→ Task details: Could you give the bunion text again from "If you have" to "you’re not alone.", changing "swelling" to "enlargement"?

→ Text under study:
Bunion_Progression_Scale

If you have ever looked down at your foot and said, “When did that get there?” you’re probably referring to a bunion, especially if it’s painful. A bunion is the painful swelling of the first joint on the toe. For many people, bunions run in the family. Bunions sometimes develop with arthritis. Three out of four Americans will experience a common foot problem in their lifetime. Therefore, you’re not alone.

Women are more likely to develop bunions due to years of wearing tight, poorly fitting shoes, especially heels with pointed-toe closures. Athletes who run track or are required to wear cleats can also get bunions easily.

There are a few cosmetic ways to comfort your bunion without surgery. However, most times when the bunion has gone untreated for too long, the pain becomes too severe and requires surgical removal.

→ Data to examine:
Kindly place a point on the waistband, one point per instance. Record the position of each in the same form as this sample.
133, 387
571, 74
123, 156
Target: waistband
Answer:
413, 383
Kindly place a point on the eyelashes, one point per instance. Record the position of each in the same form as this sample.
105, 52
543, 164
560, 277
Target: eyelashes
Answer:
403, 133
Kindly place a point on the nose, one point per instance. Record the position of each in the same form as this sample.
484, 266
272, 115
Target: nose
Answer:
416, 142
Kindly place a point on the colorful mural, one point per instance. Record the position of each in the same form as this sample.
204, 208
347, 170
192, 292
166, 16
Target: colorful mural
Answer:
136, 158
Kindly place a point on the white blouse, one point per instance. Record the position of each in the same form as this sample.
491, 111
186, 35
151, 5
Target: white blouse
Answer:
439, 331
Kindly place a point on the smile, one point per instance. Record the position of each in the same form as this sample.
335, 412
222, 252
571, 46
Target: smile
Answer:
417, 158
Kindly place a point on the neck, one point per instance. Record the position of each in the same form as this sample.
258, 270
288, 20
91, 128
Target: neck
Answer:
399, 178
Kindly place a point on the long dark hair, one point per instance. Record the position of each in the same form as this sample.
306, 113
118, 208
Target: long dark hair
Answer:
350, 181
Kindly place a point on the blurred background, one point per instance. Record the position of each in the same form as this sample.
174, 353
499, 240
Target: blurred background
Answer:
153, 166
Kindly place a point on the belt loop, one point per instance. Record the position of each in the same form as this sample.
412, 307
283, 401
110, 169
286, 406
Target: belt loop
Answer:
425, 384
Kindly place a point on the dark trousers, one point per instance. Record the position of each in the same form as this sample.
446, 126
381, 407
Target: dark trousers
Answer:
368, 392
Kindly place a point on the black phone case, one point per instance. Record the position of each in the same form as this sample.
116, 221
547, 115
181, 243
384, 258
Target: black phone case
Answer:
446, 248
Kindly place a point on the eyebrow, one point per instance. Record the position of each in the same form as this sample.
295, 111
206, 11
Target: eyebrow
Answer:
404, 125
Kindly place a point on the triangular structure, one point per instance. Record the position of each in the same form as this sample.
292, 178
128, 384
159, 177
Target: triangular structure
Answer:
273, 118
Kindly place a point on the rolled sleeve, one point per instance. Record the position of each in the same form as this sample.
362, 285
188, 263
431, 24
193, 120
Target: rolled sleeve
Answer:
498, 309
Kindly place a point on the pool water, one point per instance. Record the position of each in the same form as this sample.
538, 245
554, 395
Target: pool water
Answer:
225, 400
...
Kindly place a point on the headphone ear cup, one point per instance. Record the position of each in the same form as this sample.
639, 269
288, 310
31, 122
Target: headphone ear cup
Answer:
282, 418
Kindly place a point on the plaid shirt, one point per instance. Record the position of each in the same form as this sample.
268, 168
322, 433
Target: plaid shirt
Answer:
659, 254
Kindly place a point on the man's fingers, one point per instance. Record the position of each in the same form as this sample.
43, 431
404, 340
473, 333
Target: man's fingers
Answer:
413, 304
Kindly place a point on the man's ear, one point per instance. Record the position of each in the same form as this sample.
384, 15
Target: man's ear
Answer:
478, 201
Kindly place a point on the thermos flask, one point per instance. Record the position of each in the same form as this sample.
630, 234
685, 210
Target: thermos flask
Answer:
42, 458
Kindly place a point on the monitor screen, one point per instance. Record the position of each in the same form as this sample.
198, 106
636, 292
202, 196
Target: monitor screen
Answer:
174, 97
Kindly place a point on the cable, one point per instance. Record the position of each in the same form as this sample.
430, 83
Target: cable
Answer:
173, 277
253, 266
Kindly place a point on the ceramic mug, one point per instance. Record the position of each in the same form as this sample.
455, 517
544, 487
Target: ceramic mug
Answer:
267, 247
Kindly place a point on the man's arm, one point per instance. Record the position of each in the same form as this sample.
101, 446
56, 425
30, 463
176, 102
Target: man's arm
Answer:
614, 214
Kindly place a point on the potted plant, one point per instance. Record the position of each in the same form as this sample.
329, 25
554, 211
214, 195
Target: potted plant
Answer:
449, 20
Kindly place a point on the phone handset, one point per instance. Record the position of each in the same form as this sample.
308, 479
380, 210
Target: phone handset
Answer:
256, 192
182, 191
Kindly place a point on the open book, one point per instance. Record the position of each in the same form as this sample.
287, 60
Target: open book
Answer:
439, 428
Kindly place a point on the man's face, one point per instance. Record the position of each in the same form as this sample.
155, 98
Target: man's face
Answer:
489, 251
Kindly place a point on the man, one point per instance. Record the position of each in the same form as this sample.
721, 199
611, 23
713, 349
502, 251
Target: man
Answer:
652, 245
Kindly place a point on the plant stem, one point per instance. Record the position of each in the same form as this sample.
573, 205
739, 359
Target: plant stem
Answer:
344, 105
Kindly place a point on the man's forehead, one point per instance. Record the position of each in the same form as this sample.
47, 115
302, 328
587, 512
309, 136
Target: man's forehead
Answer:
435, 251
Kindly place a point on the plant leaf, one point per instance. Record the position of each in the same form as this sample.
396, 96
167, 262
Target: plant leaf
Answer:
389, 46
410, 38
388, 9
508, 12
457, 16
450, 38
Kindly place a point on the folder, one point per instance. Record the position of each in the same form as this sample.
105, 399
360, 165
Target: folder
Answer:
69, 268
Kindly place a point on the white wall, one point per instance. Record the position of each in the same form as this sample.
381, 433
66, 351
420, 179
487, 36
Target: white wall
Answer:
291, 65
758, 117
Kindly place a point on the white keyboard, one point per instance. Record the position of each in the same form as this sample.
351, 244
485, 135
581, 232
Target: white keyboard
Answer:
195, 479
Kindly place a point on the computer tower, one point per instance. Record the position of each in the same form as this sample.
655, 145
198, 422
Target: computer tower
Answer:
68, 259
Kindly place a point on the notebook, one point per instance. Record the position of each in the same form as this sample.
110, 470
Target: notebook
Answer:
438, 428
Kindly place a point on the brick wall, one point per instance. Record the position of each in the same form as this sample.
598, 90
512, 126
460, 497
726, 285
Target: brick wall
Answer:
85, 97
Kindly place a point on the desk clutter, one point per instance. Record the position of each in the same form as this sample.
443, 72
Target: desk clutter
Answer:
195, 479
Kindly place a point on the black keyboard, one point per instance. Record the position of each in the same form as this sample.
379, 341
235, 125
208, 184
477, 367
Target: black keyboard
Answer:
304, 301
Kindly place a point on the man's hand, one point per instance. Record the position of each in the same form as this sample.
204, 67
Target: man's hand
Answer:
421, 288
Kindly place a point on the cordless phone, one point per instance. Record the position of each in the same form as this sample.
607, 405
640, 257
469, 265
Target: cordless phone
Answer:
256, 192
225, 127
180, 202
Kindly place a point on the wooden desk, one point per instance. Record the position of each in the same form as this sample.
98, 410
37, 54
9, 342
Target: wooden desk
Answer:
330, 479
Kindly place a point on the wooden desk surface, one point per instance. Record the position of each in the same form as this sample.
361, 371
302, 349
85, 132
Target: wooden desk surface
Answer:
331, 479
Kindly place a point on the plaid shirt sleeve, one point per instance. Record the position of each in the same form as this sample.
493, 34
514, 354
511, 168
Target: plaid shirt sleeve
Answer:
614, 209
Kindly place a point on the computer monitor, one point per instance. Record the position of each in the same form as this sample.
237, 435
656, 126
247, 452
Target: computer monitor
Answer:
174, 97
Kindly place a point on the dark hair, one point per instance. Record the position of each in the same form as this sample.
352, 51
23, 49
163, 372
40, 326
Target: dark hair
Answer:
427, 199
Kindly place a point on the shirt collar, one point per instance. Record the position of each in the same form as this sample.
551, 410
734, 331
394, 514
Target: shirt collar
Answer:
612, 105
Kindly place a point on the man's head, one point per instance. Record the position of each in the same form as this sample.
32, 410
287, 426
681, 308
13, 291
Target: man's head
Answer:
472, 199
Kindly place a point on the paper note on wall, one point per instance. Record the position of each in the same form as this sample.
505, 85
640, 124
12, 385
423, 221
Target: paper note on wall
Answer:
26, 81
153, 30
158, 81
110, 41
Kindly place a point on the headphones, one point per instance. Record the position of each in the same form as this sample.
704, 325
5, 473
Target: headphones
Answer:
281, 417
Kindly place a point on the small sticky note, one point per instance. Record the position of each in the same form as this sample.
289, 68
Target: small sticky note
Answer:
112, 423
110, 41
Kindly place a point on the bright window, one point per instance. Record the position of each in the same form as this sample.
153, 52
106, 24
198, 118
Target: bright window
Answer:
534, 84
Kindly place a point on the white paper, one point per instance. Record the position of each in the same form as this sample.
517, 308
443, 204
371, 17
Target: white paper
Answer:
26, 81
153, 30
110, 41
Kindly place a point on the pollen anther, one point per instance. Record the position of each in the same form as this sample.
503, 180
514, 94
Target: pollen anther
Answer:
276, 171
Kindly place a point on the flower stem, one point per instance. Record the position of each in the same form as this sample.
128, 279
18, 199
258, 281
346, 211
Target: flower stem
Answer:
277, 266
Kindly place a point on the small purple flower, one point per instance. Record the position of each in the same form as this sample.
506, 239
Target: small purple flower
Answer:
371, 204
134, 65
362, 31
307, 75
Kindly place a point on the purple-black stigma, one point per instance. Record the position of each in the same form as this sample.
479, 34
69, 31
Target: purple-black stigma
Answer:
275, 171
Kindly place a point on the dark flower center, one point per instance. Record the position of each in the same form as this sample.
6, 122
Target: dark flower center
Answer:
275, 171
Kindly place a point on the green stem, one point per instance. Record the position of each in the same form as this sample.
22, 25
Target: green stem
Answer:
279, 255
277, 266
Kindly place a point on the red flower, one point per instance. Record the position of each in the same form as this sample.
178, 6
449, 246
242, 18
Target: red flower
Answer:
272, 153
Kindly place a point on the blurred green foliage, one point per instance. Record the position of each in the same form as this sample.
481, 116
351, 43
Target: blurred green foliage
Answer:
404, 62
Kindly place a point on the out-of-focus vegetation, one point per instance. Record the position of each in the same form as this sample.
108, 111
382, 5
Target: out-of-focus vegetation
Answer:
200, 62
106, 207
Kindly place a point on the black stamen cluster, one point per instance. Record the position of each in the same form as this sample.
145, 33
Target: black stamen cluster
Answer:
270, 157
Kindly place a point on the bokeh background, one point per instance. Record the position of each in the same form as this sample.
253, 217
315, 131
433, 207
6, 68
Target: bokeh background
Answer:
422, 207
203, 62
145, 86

→ Response for this exercise:
If you have ever looked down at your foot and said, “When did that get there?” you’re probably referring to a bunion, especially if it’s painful. A bunion is the painful enlargement of the first joint on the toe. For many people, bunions run in the family. Bunions sometimes develop with arthritis. Three out of four Americans will experience a common foot problem in their lifetime. Therefore, you’re not alone.